Please reproduce the data in its entirety, word for word.

Region pointing data
···
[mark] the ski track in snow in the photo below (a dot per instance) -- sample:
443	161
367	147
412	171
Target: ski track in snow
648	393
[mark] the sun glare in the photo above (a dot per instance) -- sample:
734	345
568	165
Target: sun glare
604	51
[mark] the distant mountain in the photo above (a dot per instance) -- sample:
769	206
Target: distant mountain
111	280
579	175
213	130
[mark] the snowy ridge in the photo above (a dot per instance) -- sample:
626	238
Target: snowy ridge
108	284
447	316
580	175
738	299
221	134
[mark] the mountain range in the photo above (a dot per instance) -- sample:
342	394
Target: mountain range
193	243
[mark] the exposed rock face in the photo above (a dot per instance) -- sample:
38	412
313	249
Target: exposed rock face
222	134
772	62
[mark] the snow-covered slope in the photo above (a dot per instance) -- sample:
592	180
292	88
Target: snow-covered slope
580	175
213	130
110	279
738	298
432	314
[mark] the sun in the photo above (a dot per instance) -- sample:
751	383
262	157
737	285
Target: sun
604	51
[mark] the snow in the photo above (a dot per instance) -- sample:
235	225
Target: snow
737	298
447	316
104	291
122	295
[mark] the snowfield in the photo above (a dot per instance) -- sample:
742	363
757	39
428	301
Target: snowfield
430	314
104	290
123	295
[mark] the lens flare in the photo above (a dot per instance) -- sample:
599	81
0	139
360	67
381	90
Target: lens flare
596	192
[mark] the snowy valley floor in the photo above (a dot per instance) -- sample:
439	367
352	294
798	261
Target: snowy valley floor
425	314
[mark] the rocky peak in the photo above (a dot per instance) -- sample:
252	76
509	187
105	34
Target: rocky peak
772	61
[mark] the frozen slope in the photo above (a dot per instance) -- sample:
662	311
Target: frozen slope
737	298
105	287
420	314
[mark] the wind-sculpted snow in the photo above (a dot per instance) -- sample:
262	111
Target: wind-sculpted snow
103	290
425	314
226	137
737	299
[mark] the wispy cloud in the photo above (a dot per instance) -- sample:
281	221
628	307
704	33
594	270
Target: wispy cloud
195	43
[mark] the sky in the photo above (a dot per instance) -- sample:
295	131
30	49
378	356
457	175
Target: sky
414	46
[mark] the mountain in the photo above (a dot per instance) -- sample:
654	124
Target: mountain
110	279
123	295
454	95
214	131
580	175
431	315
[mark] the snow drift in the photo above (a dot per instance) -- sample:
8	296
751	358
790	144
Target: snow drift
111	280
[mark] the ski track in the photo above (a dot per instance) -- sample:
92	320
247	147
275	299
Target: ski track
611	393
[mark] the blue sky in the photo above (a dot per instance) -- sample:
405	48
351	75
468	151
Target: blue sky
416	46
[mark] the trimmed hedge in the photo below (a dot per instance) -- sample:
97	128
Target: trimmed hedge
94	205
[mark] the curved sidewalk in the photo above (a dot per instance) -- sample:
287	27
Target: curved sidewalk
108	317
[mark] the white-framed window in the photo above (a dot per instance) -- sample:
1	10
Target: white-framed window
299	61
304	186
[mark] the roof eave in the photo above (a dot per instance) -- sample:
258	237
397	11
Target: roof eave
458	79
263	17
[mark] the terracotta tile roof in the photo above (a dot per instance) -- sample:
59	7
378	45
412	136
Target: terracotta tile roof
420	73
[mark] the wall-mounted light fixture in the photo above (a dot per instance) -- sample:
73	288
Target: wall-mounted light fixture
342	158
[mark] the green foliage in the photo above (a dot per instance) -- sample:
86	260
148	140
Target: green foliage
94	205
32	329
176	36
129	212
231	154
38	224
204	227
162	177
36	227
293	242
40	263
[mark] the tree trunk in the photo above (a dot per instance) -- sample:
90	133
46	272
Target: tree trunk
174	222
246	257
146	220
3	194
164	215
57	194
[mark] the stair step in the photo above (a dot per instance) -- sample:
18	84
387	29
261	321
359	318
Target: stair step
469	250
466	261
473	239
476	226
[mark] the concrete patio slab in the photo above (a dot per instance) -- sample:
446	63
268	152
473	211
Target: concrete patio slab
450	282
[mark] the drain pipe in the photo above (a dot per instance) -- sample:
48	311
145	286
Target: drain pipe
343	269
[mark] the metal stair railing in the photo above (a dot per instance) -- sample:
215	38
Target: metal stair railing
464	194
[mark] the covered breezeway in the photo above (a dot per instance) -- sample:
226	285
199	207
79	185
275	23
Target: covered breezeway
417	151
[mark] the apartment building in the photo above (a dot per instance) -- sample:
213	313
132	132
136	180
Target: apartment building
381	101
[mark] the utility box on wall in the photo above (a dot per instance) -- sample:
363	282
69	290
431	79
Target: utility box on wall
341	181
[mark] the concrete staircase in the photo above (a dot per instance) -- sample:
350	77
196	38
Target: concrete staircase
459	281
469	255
···
- Solution to the exercise -
[mark] the ski track in snow in the photo below (a dot per instance) -- sample:
443	161
367	147
412	171
Target: ski track in snow
648	393
[mark] the sun glare in the photo above (a dot per instance) -- sample:
734	345
568	165
Target: sun glare
604	51
[mark] the distant mountain in the photo above (a dot per instance) -- sample:
769	206
Target: distant mountain
111	280
579	175
213	130
[mark] the snowy ridge in the photo above (a dot per instance) -- sample:
626	238
Target: snowy ridge
108	284
447	316
580	175
738	299
221	134
[mark] the mountain range in the photo above (a dot per instance) -- sample:
342	394
Target: mountain range
193	243
[mark] the exposed rock face in the photo above (a dot per instance) -- sample:
38	412
313	249
Target: exposed rock face
222	134
772	62
[mark] the snow-covered slope in the photo above (a dot per instance) -- sample:
592	180
292	88
Target: snow-covered slope
580	175
213	130
110	279
738	298
432	314
[mark] the sun in the photo above (a dot per instance) -- sample:
751	383
262	157
737	285
Target: sun
604	51
[mark] the snow in the photo above (a dot per instance) -- sample:
235	225
Target: snow
737	298
447	316
104	291
122	295
[mark] the snowfield in the photo above (a dot per instance) -- sample:
742	363
757	39
428	301
Target: snowfield
430	314
104	290
123	295
[mark] the lens flare in the photo above (a dot per instance) -- sample:
599	81
0	139
360	67
381	90
Target: lens flare
596	192
[mark] the snowy valley floor in the photo above (a dot per instance) -- sample:
439	367
352	294
798	261
Target: snowy valley floor
425	314
[mark] the rocky peak in the photo above (a dot per instance) -- sample:
252	76
509	187
105	34
Target: rocky peak
772	61
[mark] the frozen slope in the photo above (a dot per instance) -- sample:
662	311
Target: frozen slope
737	298
105	287
420	314
[mark] the wind-sculpted snow in the photo above (a dot per instance) -- sample:
262	111
Target: wind-sculpted snow
103	290
425	314
226	137
737	299
[mark] the wispy cloud in the photo above (a dot per instance) -- sample:
281	221
628	307
704	33
594	270
Target: wispy cloud
195	43
[mark] the sky in the photo above (a dot per instance) -- sample:
295	131
30	49
378	356
457	175
Target: sky
414	46
[mark] the mountain in the photo above (a dot per instance) -- sample:
654	124
Target: mountain
110	279
123	295
454	95
214	131
580	175
431	315
[mark] the snow drift in the photo above (a dot per instance) -- sample:
8	296
751	358
790	144
Target: snow drift
111	280
[mark] the ski track in the photo above (a dot per instance) -- sample:
92	320
247	147
275	299
Target: ski track
611	393
[mark] the blue sky in the photo above (a dot per instance) -- sample:
405	48
351	75
468	151
Target: blue sky
416	46
[mark] the trimmed hedge in the photo below (a dot per instance) -- sample:
97	128
Target: trimmed hedge
94	205
[mark] the curved sidewalk in the photo above (a dot per instance) -- sample:
287	27
Target: curved sidewalk
108	317
[mark] the white-framed window in the photo above (a dot per instance) -- sample:
1	10
Target: white-framed window
299	61
304	186
[mark] the roof eave in the photo above (a dot per instance) -- sample:
258	237
397	11
Target: roof eave
458	79
263	17
[mark] the terracotta tile roof in the photo above (a dot per instance) -- sample:
59	7
378	45
412	136
Target: terracotta tile roof
420	73
[mark] the wall-mounted light fixture in the photo above (a dot per instance) -- sample:
73	288
Target: wall-mounted light fixture
342	158
[mark] the green foliage in the photo above (a dot per instance) -- sample:
86	260
148	140
Target: green foliage
94	205
32	329
176	36
129	212
231	154
38	224
204	227
162	177
36	227
293	242
40	263
[mark] the tree trunk in the photo above (a dot per instance) -- sample:
90	133
46	272
Target: tree trunk
174	222
246	257
146	220
3	194
164	215
57	194
[mark] the stair step in the photo above (a dot per instance) -- sample:
18	84
387	29
261	321
359	318
Target: stair step
469	250
466	261
473	239
476	226
[mark] the concrete patio slab in the photo above (a dot per instance) -- sample:
446	63
268	152
473	211
Target: concrete patio slab
450	282
[mark] the drain pipe in the photo above (a dot per instance) -- sample:
48	311
145	286
Target: drain pipe
343	269
[mark] the metal stair railing in the photo above (a dot per instance) -- sample:
215	38
Target: metal stair railing
464	194
[mark] the covered breezeway in the photo above (a dot per instance) -- sample:
226	285
199	207
79	185
275	23
Target: covered breezeway
417	151
[mark] the apartment building in the photo above (a dot per instance) -- sample:
213	313
132	132
136	180
Target: apartment building
381	101
[mark] the utility box on wall in the photo above (a dot per instance) -- sample:
363	282
69	290
431	79
Target: utility box on wall
341	181
[mark] the concrete staircase in the photo above (a dot per instance) -- sample:
350	77
196	38
Target: concrete staircase
459	281
469	255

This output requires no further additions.